Instructions to follow
Edit the records below by writing out their lines again with "dragonfly leg" changed to "dragonfly wing" and nothing else altered. Leave the pictures out.
>> Begin Data shown
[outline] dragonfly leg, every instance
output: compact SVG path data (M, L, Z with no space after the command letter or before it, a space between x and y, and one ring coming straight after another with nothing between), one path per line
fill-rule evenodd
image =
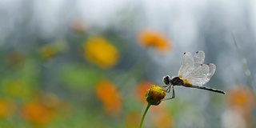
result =
M171 98L165 98L162 99L162 101L166 101L166 100L169 100L169 99L172 99L172 98L175 98L174 86L171 86L171 88L173 89L173 96L172 96ZM170 86L167 90L169 90L169 92L170 92Z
>> End Data shown
Correct response
[outline] dragonfly wing, every instance
output: compact SVG path data (M, L, Z with no space after the command letter or before it, a space between x and y, and one ring coming straight after another with nothing between), one path per line
fill-rule evenodd
image =
result =
M171 98L165 98L162 99L162 101L166 101L166 100L169 100L169 99L172 99L172 98L175 98L174 86L171 86L171 88L173 89L173 96L172 96ZM170 86L167 90L169 90L169 92L170 92Z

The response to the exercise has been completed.